SHORT PROBLEM.
Please rewrite every line of the records below as a Markdown table with two columns, "No." for the row number and "Entry" for the line. Skip blank lines and leave the pictures out.

>>>>

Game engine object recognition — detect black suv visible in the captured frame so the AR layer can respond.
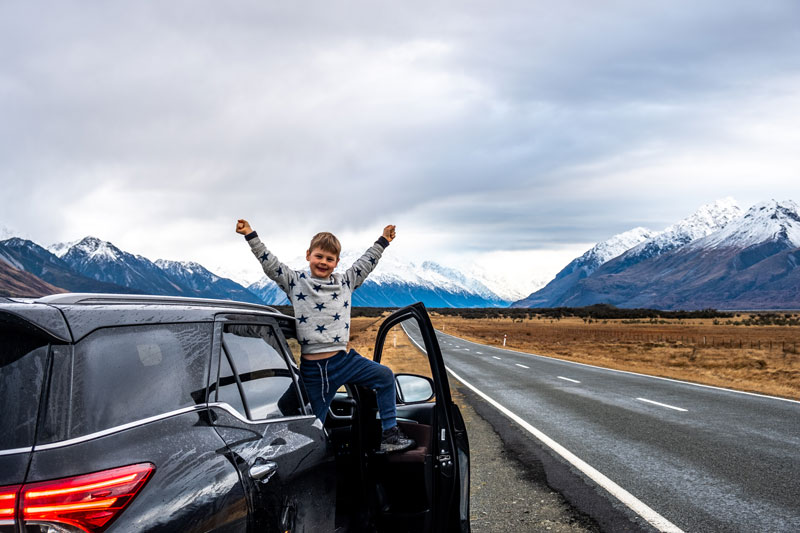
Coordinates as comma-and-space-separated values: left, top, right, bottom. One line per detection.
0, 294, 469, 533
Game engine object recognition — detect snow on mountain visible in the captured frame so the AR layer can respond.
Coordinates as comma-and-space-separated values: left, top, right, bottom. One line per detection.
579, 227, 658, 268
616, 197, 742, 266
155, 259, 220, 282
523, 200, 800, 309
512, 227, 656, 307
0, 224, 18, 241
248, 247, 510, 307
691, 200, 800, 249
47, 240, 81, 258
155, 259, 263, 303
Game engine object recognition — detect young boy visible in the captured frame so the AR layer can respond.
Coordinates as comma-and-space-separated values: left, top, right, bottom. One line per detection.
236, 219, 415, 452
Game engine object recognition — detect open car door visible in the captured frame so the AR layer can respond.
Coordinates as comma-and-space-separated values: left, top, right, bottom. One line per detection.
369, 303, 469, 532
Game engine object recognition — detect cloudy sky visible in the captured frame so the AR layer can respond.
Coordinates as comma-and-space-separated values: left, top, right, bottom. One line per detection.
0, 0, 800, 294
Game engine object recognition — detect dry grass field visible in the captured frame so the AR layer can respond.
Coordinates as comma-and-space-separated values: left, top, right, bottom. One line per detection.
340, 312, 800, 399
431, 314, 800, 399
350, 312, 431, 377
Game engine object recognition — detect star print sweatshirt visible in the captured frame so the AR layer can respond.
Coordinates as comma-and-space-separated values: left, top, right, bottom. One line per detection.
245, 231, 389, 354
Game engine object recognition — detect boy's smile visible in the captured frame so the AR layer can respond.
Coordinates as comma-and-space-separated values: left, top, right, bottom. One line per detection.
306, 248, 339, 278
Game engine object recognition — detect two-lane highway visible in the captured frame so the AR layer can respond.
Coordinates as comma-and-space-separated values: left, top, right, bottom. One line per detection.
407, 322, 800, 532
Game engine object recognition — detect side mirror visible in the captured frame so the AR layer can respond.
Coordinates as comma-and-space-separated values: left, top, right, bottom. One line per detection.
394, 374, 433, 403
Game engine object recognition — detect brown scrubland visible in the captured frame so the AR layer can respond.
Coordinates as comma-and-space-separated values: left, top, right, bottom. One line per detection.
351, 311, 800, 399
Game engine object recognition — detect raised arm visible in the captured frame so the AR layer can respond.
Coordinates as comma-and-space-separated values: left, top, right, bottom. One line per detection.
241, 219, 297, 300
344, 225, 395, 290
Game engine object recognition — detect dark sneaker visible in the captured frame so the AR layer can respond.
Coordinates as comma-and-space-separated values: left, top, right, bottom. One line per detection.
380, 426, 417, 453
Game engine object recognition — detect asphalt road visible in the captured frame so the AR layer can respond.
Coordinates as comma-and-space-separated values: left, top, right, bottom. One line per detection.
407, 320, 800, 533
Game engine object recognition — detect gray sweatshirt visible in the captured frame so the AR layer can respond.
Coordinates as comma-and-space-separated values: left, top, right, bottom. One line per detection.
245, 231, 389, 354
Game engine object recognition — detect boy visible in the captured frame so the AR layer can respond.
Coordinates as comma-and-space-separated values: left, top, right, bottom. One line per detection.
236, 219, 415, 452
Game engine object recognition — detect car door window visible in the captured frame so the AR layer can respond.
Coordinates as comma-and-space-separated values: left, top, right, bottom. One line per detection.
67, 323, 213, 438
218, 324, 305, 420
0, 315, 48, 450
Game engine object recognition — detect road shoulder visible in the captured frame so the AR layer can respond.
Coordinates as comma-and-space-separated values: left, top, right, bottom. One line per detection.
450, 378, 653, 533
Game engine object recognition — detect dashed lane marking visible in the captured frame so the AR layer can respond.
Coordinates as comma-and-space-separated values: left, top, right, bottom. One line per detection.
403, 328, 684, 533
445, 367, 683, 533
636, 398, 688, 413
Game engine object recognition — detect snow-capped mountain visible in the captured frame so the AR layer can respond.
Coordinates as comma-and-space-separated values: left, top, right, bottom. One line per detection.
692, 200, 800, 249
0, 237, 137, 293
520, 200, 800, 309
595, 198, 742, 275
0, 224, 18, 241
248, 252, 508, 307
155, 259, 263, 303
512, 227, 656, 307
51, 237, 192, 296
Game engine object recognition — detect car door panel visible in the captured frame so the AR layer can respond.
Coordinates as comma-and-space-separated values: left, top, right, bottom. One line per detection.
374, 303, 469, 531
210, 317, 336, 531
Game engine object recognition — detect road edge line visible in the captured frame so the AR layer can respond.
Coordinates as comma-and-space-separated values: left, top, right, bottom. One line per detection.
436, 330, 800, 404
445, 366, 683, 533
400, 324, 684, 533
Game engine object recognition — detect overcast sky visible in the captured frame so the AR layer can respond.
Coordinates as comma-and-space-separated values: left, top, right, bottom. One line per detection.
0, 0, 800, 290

<<<<

COMPLETE RESPONSE.
| No. | Entry |
|---|---|
| 1 | Game engine object recognition — detect black suv visible in the captured frame so the AR layer can respond. |
| 2 | Coordinates as comma-and-space-separated values: left, top, right, bottom. One line per detection. |
| 3 | 0, 294, 469, 533 |
| 4 | Game engine object recognition — detect snow on mountain visible in the captured frame so the AR layer can respond. |
| 5 | Coordinates as comma-and-space-separated values: left, top, right, bottom. One line per detection. |
| 6 | 579, 227, 658, 268 |
| 7 | 616, 197, 742, 266 |
| 8 | 155, 259, 220, 282 |
| 9 | 523, 200, 800, 309 |
| 10 | 512, 227, 656, 307 |
| 11 | 0, 224, 18, 241 |
| 12 | 248, 247, 510, 307 |
| 13 | 691, 200, 800, 249 |
| 14 | 47, 240, 81, 258 |
| 15 | 155, 259, 263, 303 |
| 16 | Game engine object recognition — detect young boy visible in the captured frame so the AR layer can respond. |
| 17 | Coordinates as comma-and-space-separated values: left, top, right, bottom. One line per detection. |
| 18 | 236, 219, 415, 452 |
| 19 | Game engine object recognition — detect open car door visible in the captured frame so the AR layer can respond. |
| 20 | Coordinates as comma-and-space-separated values: left, top, right, bottom. One line per detection. |
| 21 | 369, 303, 469, 532 |
| 22 | Game engine object recognition — detect cloudy sky visible in the captured frame so the AR layer can respond. |
| 23 | Coordinates as comma-and-space-separated values: left, top, right, bottom. One line per detection. |
| 24 | 0, 0, 800, 294 |
| 25 | Game engine object recognition — detect dry grass field visible in the captured frame so the AR layer can respond. |
| 26 | Coordinates as comma-and-space-separated values: left, top, right, bottom. One line per detection. |
| 27 | 340, 312, 800, 399 |
| 28 | 431, 314, 800, 399 |
| 29 | 350, 312, 431, 377 |
| 30 | Game engine object recognition — detect star print sweatshirt visible in the captured frame so the AR layer can respond. |
| 31 | Coordinates as comma-and-space-separated values: left, top, right, bottom. One line per detection. |
| 32 | 245, 231, 389, 354 |
| 33 | Game engine object recognition — detect boy's smile visible in the captured frame so the AR layer can respond. |
| 34 | Coordinates as comma-and-space-separated values: left, top, right, bottom. One line per detection. |
| 35 | 306, 248, 339, 278 |
| 36 | Game engine object recognition — detect two-lane highway visible in the captured frame so the AR layer can respond. |
| 37 | Coordinates as comma-and-space-separated values: left, top, right, bottom. One line per detection. |
| 38 | 407, 322, 800, 532 |
| 39 | Game engine object recognition — detect side mirror visible in the captured frame so the AR layer can respond. |
| 40 | Coordinates as comma-and-space-separated values: left, top, right, bottom. One line per detection. |
| 41 | 394, 374, 433, 403 |
| 42 | Game engine object recognition — detect brown scrubland visible in the captured frame so the AR layer can respond. |
| 43 | Coordinates as comma-and-space-separated values: left, top, right, bottom. One line per detection. |
| 44 | 351, 311, 800, 399 |
| 45 | Game engine object recognition — detect raised arm visible in the captured frame so the AR layer can respond. |
| 46 | Coordinates as comma-and-space-separated values: left, top, right, bottom. One line per detection. |
| 47 | 241, 219, 297, 300 |
| 48 | 344, 225, 395, 290 |
| 49 | Game engine object recognition — detect dark sneaker visible in the captured frame so the AR layer can respond. |
| 50 | Coordinates as comma-and-space-separated values: left, top, right, bottom. One line per detection. |
| 51 | 380, 426, 417, 453 |
| 52 | Game engine object recognition — detect asphalt road visible in the captured frame so the AR layer can respond. |
| 53 | Coordinates as comma-and-space-separated values: left, top, right, bottom. One line per detection. |
| 54 | 407, 320, 800, 533 |
| 55 | Game engine object recognition — detect gray sweatshirt visible in the captured frame so the AR layer can respond. |
| 56 | Coordinates as comma-and-space-separated values: left, top, right, bottom. One line per detection. |
| 57 | 245, 231, 389, 354 |
| 58 | Game engine object recognition — detect boy visible in the captured frame so the AR layer can respond. |
| 59 | Coordinates as comma-and-space-separated values: left, top, right, bottom. One line per detection. |
| 60 | 236, 219, 415, 452 |
| 61 | Game engine object recognition — detect car door window visible in the captured frame so the AR layer can respond. |
| 62 | Coordinates as comma-and-space-separated values: left, top, right, bottom. One line per detection. |
| 63 | 67, 323, 213, 438 |
| 64 | 218, 324, 305, 420 |
| 65 | 0, 315, 48, 450 |
| 66 | Game engine object recognition — detect road shoulder visible in the captured frame so the AR layer can respond. |
| 67 | Coordinates as comma-and-space-separated values: left, top, right, bottom. One line per detection. |
| 68 | 450, 378, 653, 533 |
| 69 | Game engine object recognition — detect dashed lane marking visible in the captured frame so the AR layer can respond. |
| 70 | Coordinates as comma-and-space-separated values: left, top, right, bottom. One line per detection. |
| 71 | 403, 328, 684, 533 |
| 72 | 445, 367, 683, 533 |
| 73 | 636, 398, 688, 413 |
| 74 | Game engine object recognition — detect snow-capped mountain visible in the captured frame so the AR layer can respond. |
| 75 | Coordinates as comma-and-space-separated values: left, top, right, bottom. One line per detection. |
| 76 | 692, 200, 800, 249 |
| 77 | 0, 237, 137, 293 |
| 78 | 520, 200, 800, 309 |
| 79 | 595, 198, 742, 275 |
| 80 | 0, 224, 18, 241 |
| 81 | 248, 252, 508, 307 |
| 82 | 155, 259, 263, 303 |
| 83 | 512, 227, 656, 307 |
| 84 | 51, 237, 192, 296 |
| 85 | Game engine object recognition — detect car door panel visible in the captured frame so the AR layer can respond. |
| 86 | Coordinates as comma-and-space-separated values: left, top, right, bottom. One line per detection. |
| 87 | 374, 303, 469, 531 |
| 88 | 210, 317, 336, 531 |
| 89 | Game engine object recognition — detect road edge line visible in the captured frame so the AR layer can respond. |
| 90 | Coordinates as comma-and-space-separated values: left, top, right, bottom. One line per detection. |
| 91 | 436, 330, 800, 404 |
| 92 | 445, 366, 683, 533 |
| 93 | 400, 324, 684, 533 |
| 94 | Game engine object recognition — detect overcast sky visible in the captured frame so the AR layer can respond. |
| 95 | Coordinates as comma-and-space-separated values: left, top, right, bottom. One line per detection. |
| 96 | 0, 0, 800, 290 |